→ Task item:
Each line in the listing below needs to be transcribed exactly.

→ The records:
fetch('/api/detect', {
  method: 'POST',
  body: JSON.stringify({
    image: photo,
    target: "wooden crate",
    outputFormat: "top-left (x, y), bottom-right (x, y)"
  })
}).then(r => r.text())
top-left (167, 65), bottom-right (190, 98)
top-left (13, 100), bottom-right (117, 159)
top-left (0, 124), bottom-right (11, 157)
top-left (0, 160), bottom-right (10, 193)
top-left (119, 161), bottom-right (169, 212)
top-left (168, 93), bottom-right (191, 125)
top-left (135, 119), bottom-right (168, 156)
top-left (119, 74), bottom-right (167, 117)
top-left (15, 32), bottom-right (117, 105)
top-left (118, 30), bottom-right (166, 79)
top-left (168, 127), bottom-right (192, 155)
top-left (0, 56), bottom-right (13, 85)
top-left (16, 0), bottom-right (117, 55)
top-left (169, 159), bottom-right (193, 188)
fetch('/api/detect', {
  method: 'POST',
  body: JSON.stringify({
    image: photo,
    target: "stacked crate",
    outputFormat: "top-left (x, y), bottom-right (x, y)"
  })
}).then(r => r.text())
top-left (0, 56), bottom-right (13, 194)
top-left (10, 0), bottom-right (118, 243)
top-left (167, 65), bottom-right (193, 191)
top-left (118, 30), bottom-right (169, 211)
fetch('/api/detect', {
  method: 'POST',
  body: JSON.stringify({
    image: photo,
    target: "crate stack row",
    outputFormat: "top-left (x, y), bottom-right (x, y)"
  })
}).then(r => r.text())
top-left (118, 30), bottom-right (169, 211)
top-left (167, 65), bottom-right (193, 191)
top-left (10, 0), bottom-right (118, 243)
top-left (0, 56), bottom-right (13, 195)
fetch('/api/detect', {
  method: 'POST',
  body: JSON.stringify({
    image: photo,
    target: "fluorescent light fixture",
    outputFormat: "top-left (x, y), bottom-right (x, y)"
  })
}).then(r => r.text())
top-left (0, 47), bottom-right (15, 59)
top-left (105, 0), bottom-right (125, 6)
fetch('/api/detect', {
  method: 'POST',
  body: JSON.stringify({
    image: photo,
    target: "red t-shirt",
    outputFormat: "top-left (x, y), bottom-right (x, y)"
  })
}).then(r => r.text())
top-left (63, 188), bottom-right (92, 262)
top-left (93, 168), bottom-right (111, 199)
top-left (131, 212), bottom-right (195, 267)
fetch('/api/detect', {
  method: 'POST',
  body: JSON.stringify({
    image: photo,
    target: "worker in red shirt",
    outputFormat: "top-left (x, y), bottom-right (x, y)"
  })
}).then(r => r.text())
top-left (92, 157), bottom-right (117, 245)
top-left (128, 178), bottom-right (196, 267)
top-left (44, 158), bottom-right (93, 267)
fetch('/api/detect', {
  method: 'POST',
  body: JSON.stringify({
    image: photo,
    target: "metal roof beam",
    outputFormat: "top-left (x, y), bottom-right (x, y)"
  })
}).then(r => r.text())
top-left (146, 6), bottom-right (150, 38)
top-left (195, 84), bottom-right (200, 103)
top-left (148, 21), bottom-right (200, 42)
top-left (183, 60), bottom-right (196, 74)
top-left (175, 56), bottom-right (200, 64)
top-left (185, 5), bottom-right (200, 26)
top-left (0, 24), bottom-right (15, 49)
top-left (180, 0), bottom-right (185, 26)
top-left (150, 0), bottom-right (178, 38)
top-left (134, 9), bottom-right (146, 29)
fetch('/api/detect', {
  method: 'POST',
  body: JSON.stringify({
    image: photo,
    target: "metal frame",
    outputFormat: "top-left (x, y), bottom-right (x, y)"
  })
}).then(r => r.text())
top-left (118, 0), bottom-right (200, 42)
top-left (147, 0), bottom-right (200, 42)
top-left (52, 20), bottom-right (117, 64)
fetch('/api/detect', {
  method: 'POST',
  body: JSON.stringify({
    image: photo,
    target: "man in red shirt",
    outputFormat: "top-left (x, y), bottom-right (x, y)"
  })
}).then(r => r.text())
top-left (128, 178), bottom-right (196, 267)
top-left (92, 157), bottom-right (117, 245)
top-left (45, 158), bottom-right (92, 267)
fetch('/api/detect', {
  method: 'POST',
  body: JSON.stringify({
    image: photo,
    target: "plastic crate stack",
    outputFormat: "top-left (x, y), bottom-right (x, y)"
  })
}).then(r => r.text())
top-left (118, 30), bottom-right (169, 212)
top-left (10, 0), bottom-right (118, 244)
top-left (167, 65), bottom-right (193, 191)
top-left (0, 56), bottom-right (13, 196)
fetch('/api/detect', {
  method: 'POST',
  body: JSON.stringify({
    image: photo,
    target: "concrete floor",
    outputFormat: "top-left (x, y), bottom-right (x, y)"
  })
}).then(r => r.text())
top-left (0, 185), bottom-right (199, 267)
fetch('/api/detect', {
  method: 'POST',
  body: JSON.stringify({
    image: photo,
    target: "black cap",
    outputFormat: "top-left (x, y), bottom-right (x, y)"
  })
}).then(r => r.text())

→ Exercise answer:
fetch('/api/detect', {
  method: 'POST',
  body: JSON.stringify({
    image: photo,
    target: "wooden crate",
    outputFormat: "top-left (x, y), bottom-right (x, y)"
  })
}).then(r => r.text())
top-left (167, 65), bottom-right (190, 98)
top-left (13, 100), bottom-right (117, 159)
top-left (0, 124), bottom-right (11, 157)
top-left (0, 160), bottom-right (10, 193)
top-left (119, 161), bottom-right (169, 212)
top-left (168, 93), bottom-right (191, 125)
top-left (135, 119), bottom-right (168, 156)
top-left (119, 74), bottom-right (167, 117)
top-left (15, 32), bottom-right (117, 105)
top-left (118, 30), bottom-right (166, 79)
top-left (168, 127), bottom-right (192, 155)
top-left (0, 56), bottom-right (13, 85)
top-left (16, 0), bottom-right (117, 55)
top-left (169, 159), bottom-right (193, 188)
fetch('/api/detect', {
  method: 'POST',
  body: JSON.stringify({
    image: photo,
    target: "stacked crate",
    outputFormat: "top-left (x, y), bottom-right (x, y)"
  })
}).then(r => r.text())
top-left (0, 56), bottom-right (13, 194)
top-left (10, 0), bottom-right (118, 243)
top-left (167, 65), bottom-right (193, 191)
top-left (118, 30), bottom-right (169, 211)
fetch('/api/detect', {
  method: 'POST',
  body: JSON.stringify({
    image: photo,
    target: "crate stack row",
    outputFormat: "top-left (x, y), bottom-right (x, y)"
  })
}).then(r => r.text())
top-left (118, 30), bottom-right (169, 211)
top-left (167, 65), bottom-right (193, 191)
top-left (10, 0), bottom-right (118, 243)
top-left (0, 56), bottom-right (13, 195)
fetch('/api/detect', {
  method: 'POST',
  body: JSON.stringify({
    image: photo,
    target: "fluorescent light fixture",
    outputFormat: "top-left (x, y), bottom-right (x, y)"
  })
}).then(r => r.text())
top-left (0, 47), bottom-right (15, 59)
top-left (105, 0), bottom-right (125, 6)
fetch('/api/detect', {
  method: 'POST',
  body: JSON.stringify({
    image: photo,
    target: "red t-shirt",
    outputFormat: "top-left (x, y), bottom-right (x, y)"
  })
}).then(r => r.text())
top-left (63, 188), bottom-right (92, 262)
top-left (93, 168), bottom-right (111, 199)
top-left (131, 212), bottom-right (195, 267)
fetch('/api/detect', {
  method: 'POST',
  body: JSON.stringify({
    image: photo,
    target: "worker in red shirt",
    outputFormat: "top-left (x, y), bottom-right (x, y)"
  })
}).then(r => r.text())
top-left (92, 157), bottom-right (117, 245)
top-left (128, 178), bottom-right (196, 267)
top-left (44, 158), bottom-right (93, 267)
fetch('/api/detect', {
  method: 'POST',
  body: JSON.stringify({
    image: photo,
    target: "metal roof beam",
    outputFormat: "top-left (x, y), bottom-right (x, y)"
  })
}).then(r => r.text())
top-left (146, 6), bottom-right (150, 38)
top-left (195, 84), bottom-right (200, 103)
top-left (148, 21), bottom-right (200, 42)
top-left (183, 60), bottom-right (196, 74)
top-left (175, 56), bottom-right (200, 64)
top-left (185, 5), bottom-right (200, 26)
top-left (0, 24), bottom-right (15, 49)
top-left (180, 0), bottom-right (185, 26)
top-left (150, 0), bottom-right (178, 38)
top-left (134, 9), bottom-right (146, 29)
fetch('/api/detect', {
  method: 'POST',
  body: JSON.stringify({
    image: photo,
    target: "metal frame",
    outputFormat: "top-left (x, y), bottom-right (x, y)"
  })
}).then(r => r.text())
top-left (118, 0), bottom-right (200, 42)
top-left (147, 0), bottom-right (200, 42)
top-left (52, 20), bottom-right (117, 64)
fetch('/api/detect', {
  method: 'POST',
  body: JSON.stringify({
    image: photo,
    target: "man in red shirt",
    outputFormat: "top-left (x, y), bottom-right (x, y)"
  })
}).then(r => r.text())
top-left (128, 178), bottom-right (196, 267)
top-left (92, 157), bottom-right (117, 245)
top-left (45, 158), bottom-right (92, 267)
fetch('/api/detect', {
  method: 'POST',
  body: JSON.stringify({
    image: photo,
    target: "plastic crate stack",
    outputFormat: "top-left (x, y), bottom-right (x, y)"
  })
}).then(r => r.text())
top-left (118, 30), bottom-right (169, 212)
top-left (10, 0), bottom-right (118, 244)
top-left (167, 65), bottom-right (193, 191)
top-left (0, 56), bottom-right (13, 196)
fetch('/api/detect', {
  method: 'POST',
  body: JSON.stringify({
    image: photo,
    target: "concrete floor",
    outputFormat: "top-left (x, y), bottom-right (x, y)"
  })
}).then(r => r.text())
top-left (0, 185), bottom-right (199, 267)
fetch('/api/detect', {
  method: 'POST',
  body: JSON.stringify({
    image: photo,
    target: "black cap",
    outputFormat: "top-left (x, y), bottom-right (x, y)"
  })
}).then(r => r.text())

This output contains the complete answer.